[Request]: Pick out every line in the data below that contains the string "hand", and copy each such line in full; case counts.
=-=-=-=-=
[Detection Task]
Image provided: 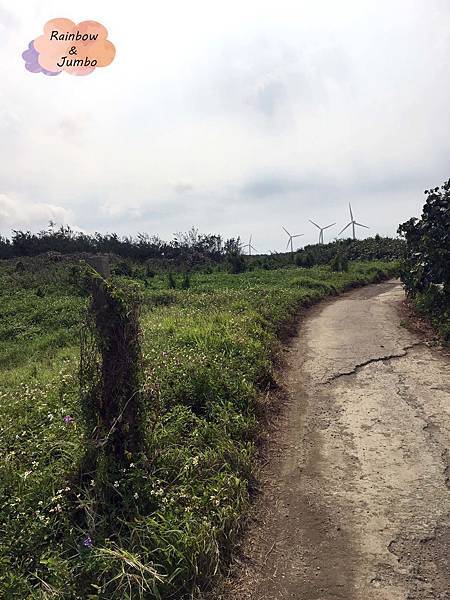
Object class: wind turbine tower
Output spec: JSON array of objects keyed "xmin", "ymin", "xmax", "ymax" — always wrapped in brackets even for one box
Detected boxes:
[
  {"xmin": 309, "ymin": 219, "xmax": 336, "ymax": 244},
  {"xmin": 282, "ymin": 226, "xmax": 304, "ymax": 256},
  {"xmin": 242, "ymin": 234, "xmax": 257, "ymax": 256},
  {"xmin": 338, "ymin": 202, "xmax": 370, "ymax": 240}
]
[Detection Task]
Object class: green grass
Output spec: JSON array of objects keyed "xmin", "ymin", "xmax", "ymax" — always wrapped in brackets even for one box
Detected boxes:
[{"xmin": 0, "ymin": 262, "xmax": 397, "ymax": 600}]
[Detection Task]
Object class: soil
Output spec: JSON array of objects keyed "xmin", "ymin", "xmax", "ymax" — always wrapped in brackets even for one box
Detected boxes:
[{"xmin": 214, "ymin": 281, "xmax": 450, "ymax": 600}]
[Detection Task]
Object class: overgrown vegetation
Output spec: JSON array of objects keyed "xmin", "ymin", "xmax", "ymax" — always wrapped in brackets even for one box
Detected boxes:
[
  {"xmin": 0, "ymin": 223, "xmax": 406, "ymax": 279},
  {"xmin": 0, "ymin": 258, "xmax": 398, "ymax": 600},
  {"xmin": 398, "ymin": 180, "xmax": 450, "ymax": 342}
]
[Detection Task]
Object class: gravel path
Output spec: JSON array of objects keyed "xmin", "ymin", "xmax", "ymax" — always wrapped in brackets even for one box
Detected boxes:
[{"xmin": 217, "ymin": 281, "xmax": 450, "ymax": 600}]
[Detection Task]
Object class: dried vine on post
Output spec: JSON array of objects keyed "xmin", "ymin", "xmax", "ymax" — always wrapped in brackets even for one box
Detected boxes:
[{"xmin": 80, "ymin": 271, "xmax": 145, "ymax": 488}]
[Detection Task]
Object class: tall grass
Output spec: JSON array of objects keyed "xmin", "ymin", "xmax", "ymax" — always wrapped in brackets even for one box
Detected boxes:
[{"xmin": 0, "ymin": 263, "xmax": 397, "ymax": 600}]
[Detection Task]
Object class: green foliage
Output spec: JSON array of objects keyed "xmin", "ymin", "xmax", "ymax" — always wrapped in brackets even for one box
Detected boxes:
[
  {"xmin": 330, "ymin": 250, "xmax": 348, "ymax": 273},
  {"xmin": 167, "ymin": 271, "xmax": 177, "ymax": 290},
  {"xmin": 181, "ymin": 272, "xmax": 191, "ymax": 290},
  {"xmin": 227, "ymin": 252, "xmax": 246, "ymax": 275},
  {"xmin": 398, "ymin": 180, "xmax": 450, "ymax": 340},
  {"xmin": 0, "ymin": 261, "xmax": 397, "ymax": 600}
]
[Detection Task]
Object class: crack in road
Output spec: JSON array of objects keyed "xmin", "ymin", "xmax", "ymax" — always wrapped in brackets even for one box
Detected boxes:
[{"xmin": 322, "ymin": 341, "xmax": 427, "ymax": 385}]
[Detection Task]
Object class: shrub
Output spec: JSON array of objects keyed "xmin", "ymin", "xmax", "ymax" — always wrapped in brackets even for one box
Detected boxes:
[{"xmin": 398, "ymin": 180, "xmax": 450, "ymax": 337}]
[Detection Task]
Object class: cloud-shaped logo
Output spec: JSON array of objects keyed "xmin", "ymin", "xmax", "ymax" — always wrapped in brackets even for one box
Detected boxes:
[{"xmin": 22, "ymin": 19, "xmax": 116, "ymax": 76}]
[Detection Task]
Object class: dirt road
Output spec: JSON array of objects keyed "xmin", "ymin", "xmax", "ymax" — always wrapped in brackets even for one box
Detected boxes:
[{"xmin": 221, "ymin": 282, "xmax": 450, "ymax": 600}]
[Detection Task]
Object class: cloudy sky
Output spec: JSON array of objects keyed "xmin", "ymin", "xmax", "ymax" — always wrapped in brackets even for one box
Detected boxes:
[{"xmin": 0, "ymin": 0, "xmax": 450, "ymax": 251}]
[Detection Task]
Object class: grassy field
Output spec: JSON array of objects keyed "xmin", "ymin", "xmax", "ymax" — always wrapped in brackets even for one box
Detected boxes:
[{"xmin": 0, "ymin": 261, "xmax": 398, "ymax": 600}]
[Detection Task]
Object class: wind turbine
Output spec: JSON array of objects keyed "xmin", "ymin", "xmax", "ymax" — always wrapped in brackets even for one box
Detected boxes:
[
  {"xmin": 338, "ymin": 202, "xmax": 370, "ymax": 240},
  {"xmin": 281, "ymin": 225, "xmax": 305, "ymax": 256},
  {"xmin": 309, "ymin": 219, "xmax": 336, "ymax": 244},
  {"xmin": 241, "ymin": 234, "xmax": 257, "ymax": 256}
]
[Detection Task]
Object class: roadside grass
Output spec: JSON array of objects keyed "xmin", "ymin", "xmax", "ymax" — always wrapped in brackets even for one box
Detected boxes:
[{"xmin": 0, "ymin": 262, "xmax": 398, "ymax": 600}]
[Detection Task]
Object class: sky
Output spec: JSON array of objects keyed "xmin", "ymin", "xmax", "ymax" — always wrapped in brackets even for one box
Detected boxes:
[{"xmin": 0, "ymin": 0, "xmax": 450, "ymax": 252}]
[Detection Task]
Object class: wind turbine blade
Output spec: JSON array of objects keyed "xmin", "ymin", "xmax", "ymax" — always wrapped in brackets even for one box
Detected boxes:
[{"xmin": 338, "ymin": 221, "xmax": 352, "ymax": 235}]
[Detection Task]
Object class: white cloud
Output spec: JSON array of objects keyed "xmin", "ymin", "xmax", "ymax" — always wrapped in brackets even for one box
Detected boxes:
[
  {"xmin": 0, "ymin": 0, "xmax": 450, "ymax": 250},
  {"xmin": 0, "ymin": 194, "xmax": 74, "ymax": 235}
]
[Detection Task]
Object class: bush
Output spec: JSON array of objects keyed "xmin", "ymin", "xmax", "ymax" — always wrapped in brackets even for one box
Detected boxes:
[
  {"xmin": 330, "ymin": 252, "xmax": 348, "ymax": 273},
  {"xmin": 398, "ymin": 180, "xmax": 450, "ymax": 338}
]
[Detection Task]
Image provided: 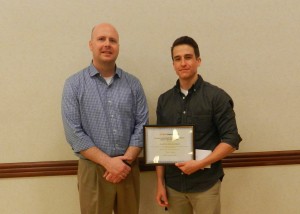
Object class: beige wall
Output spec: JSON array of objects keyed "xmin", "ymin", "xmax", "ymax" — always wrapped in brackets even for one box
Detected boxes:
[{"xmin": 0, "ymin": 0, "xmax": 300, "ymax": 214}]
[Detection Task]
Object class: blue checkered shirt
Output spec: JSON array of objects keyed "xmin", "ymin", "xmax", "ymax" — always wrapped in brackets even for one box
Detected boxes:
[{"xmin": 62, "ymin": 64, "xmax": 148, "ymax": 158}]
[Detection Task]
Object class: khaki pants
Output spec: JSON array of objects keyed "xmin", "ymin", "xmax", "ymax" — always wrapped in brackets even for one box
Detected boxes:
[
  {"xmin": 77, "ymin": 159, "xmax": 140, "ymax": 214},
  {"xmin": 167, "ymin": 181, "xmax": 221, "ymax": 214}
]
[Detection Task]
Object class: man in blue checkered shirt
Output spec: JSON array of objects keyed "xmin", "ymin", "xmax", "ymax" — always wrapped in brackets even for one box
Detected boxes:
[{"xmin": 62, "ymin": 23, "xmax": 148, "ymax": 214}]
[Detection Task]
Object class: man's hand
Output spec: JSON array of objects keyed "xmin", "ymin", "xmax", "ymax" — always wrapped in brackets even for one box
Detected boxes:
[
  {"xmin": 156, "ymin": 182, "xmax": 169, "ymax": 207},
  {"xmin": 175, "ymin": 160, "xmax": 205, "ymax": 175},
  {"xmin": 103, "ymin": 156, "xmax": 131, "ymax": 183}
]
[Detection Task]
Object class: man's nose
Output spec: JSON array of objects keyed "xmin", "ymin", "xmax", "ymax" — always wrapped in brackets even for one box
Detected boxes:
[{"xmin": 180, "ymin": 59, "xmax": 186, "ymax": 66}]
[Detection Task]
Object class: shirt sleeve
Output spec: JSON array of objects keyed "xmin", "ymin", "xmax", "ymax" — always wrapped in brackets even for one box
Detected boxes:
[
  {"xmin": 129, "ymin": 81, "xmax": 149, "ymax": 148},
  {"xmin": 61, "ymin": 80, "xmax": 95, "ymax": 153},
  {"xmin": 214, "ymin": 90, "xmax": 242, "ymax": 149}
]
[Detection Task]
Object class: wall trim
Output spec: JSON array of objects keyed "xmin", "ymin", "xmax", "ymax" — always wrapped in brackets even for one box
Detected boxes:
[{"xmin": 0, "ymin": 150, "xmax": 300, "ymax": 178}]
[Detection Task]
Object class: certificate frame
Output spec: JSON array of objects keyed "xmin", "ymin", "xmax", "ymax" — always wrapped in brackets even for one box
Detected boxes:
[{"xmin": 144, "ymin": 125, "xmax": 195, "ymax": 165}]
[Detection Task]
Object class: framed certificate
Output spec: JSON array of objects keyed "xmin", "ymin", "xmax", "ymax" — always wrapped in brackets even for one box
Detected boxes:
[{"xmin": 144, "ymin": 125, "xmax": 195, "ymax": 165}]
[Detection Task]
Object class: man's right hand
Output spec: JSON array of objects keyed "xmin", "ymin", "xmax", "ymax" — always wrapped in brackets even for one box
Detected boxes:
[{"xmin": 103, "ymin": 156, "xmax": 131, "ymax": 183}]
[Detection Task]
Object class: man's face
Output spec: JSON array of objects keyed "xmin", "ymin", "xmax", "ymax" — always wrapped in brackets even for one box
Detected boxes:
[
  {"xmin": 89, "ymin": 24, "xmax": 119, "ymax": 64},
  {"xmin": 173, "ymin": 45, "xmax": 201, "ymax": 80}
]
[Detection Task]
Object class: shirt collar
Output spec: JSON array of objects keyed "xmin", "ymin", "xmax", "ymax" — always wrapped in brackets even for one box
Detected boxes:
[
  {"xmin": 88, "ymin": 62, "xmax": 122, "ymax": 78},
  {"xmin": 174, "ymin": 74, "xmax": 204, "ymax": 93}
]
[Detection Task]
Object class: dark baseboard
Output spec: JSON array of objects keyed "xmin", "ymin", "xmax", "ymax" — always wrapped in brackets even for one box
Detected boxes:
[{"xmin": 0, "ymin": 150, "xmax": 300, "ymax": 178}]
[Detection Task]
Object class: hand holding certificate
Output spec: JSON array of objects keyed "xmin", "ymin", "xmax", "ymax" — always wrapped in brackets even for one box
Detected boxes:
[{"xmin": 144, "ymin": 125, "xmax": 195, "ymax": 164}]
=-=-=-=-=
[Exercise solution]:
Object class: man's hand
Object class: man's right hand
Object class: hand holding certificate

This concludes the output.